Copy exactly, and copy only, the lines from the one bearing "Where can the horse's tail" through the final line of the records.

ENTRIES PROVIDED: Begin

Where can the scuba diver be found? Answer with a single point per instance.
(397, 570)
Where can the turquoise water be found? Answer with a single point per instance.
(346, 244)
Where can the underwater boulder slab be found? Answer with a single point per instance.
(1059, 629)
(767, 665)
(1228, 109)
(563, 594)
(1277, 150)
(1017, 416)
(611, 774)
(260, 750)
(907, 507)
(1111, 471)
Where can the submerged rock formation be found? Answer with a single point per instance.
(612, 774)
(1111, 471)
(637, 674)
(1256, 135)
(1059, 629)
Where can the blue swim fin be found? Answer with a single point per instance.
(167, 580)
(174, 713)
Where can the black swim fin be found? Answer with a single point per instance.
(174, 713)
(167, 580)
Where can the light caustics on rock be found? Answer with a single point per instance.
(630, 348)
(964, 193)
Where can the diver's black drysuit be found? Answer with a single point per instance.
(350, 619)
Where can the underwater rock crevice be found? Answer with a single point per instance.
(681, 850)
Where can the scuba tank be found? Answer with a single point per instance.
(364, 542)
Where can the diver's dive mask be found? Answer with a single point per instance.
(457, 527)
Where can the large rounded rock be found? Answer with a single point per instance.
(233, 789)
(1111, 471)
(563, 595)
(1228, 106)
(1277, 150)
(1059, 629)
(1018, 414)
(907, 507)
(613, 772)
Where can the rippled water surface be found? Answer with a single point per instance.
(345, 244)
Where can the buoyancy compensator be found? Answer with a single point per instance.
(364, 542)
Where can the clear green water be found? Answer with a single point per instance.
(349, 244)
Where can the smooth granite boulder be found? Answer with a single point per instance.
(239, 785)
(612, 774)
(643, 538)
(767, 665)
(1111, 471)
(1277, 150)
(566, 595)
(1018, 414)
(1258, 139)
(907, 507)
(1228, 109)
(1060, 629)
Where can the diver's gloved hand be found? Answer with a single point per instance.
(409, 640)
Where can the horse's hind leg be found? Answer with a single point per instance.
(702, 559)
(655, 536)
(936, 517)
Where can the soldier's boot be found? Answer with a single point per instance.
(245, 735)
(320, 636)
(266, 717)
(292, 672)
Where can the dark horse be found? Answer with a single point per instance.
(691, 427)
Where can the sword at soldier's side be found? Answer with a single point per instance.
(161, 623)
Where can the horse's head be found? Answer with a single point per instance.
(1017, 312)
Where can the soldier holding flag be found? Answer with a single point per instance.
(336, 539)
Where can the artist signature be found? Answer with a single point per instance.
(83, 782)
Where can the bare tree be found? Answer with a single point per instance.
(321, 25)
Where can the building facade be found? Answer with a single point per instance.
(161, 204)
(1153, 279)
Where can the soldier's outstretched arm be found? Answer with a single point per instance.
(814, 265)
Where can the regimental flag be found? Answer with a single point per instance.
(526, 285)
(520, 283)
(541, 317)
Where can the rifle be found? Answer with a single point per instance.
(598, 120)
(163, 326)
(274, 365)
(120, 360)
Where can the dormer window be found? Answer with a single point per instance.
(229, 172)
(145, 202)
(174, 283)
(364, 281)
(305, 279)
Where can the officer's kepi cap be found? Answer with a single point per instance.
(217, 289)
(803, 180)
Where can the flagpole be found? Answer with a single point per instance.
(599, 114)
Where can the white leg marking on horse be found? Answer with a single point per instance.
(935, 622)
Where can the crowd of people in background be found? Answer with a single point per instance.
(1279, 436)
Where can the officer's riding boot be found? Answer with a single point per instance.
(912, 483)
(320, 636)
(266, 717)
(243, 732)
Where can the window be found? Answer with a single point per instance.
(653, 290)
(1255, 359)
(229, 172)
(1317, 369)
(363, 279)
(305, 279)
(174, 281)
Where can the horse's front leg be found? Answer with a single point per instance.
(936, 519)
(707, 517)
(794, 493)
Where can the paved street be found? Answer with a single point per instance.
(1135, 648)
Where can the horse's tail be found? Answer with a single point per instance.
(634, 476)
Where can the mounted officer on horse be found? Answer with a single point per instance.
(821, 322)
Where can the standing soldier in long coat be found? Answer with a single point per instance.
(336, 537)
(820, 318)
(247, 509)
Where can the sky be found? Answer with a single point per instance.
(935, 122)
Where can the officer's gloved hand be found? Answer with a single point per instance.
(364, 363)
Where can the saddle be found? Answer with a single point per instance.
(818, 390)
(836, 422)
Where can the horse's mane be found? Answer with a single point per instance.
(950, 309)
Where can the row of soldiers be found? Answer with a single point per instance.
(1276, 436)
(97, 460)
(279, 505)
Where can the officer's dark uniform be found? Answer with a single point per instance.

ENTRIES PROVIDED: End

**WORKED SOLUTION:**
Where can the horse's tail be found? Answer with a single point per instance.
(634, 476)
Where can the mounted officer on horse be found? Answer with a single point per instance.
(821, 322)
Where can the standing soldier in long coat be found? Answer with a single point per instance.
(336, 537)
(820, 318)
(247, 509)
Where can the sky be found? Answer with a single point per instance.
(935, 122)
Where can the officer's gloved hand be found? Answer with a single point per instance.
(364, 363)
Where can the saddle be found? Answer with a single point per instance.
(818, 390)
(836, 422)
Where can the horse's mane be found? Answer with a single point per instance.
(950, 309)
Where can the row of soldiers be found? Answer with a single point per instance.
(1276, 436)
(97, 460)
(279, 505)
Where can the officer's dark uniform be found? Answer with a single point per instance.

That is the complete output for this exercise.